PROBLEM TO SOLVE =
In the records below, change every occurrence of "Category to detect" to "Target class" and reproduce all other text unchanged.

PROVIDED DATA =
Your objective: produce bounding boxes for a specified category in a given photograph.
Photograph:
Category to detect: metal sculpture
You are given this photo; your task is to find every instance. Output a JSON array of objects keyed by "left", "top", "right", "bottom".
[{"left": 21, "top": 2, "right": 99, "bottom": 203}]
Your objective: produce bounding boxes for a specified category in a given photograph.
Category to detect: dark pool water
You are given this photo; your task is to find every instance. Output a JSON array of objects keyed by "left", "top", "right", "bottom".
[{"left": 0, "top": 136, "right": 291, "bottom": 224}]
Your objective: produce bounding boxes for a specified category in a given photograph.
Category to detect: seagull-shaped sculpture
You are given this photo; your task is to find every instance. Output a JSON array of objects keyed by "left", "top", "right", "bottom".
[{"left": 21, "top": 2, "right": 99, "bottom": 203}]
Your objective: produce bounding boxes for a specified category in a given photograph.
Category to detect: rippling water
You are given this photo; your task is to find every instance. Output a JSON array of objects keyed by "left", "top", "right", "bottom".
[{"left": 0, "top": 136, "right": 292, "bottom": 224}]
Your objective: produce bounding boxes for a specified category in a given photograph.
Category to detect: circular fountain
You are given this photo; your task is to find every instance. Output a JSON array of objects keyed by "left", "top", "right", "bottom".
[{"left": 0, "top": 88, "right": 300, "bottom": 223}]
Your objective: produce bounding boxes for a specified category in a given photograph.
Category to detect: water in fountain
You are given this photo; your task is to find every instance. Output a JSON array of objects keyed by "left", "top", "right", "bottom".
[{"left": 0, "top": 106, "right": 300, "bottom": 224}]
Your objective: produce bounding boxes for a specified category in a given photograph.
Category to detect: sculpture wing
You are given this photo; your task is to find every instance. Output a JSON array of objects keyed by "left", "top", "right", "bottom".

RESPONSE TO THE TASK =
Your objective: produce bounding boxes for a specified category in a given photograph.
Photograph:
Target class: metal sculpture
You are given this photo; your task is to find every instance. Output a JSON array of objects keyed by "left", "top", "right", "bottom".
[{"left": 21, "top": 2, "right": 99, "bottom": 203}]
Your objective: produce bounding boxes for a specified category in a given photograph.
Target class: dark pool water
You are given this photo; your task is to find every instance. Output a JSON array of objects keyed by "left", "top", "right", "bottom".
[{"left": 0, "top": 136, "right": 291, "bottom": 224}]
Your objective: produce bounding boxes for a specified category in a given photograph.
Target class: seagull-shaped sculpture
You are given this photo; your task is to find every instance. Output a JSON array of objects keyed by "left", "top", "right", "bottom".
[{"left": 21, "top": 2, "right": 99, "bottom": 203}]
Your objective: produce bounding boxes for a specified category in a given photograph.
Target class: rippling water
You are given this photo; your task is to find every instance. Output a JSON array of objects keyed by "left", "top", "right", "bottom".
[{"left": 0, "top": 136, "right": 292, "bottom": 224}]
Your objective: produce bounding boxes for a specified category in a given photograph.
Target class: circular fountain
You are given this photo; your task is to find every instance. Output a JSON array of objects keyed by "left", "top", "right", "bottom".
[{"left": 0, "top": 88, "right": 300, "bottom": 223}]
Your objective: produce bounding boxes for a specified category in a given photograph.
Target class: water in fountain
You are given this photo; your task is to find every instance. Output a JSON array of objects keyed by "left", "top", "right", "bottom".
[{"left": 0, "top": 106, "right": 300, "bottom": 224}]
Your objective: produce bounding boxes for a specified category in a given photograph.
Target class: sculpture wing
You are given this photo; your task is to find every instance. Output a JSON array of objects keyed by "left", "top", "right", "bottom".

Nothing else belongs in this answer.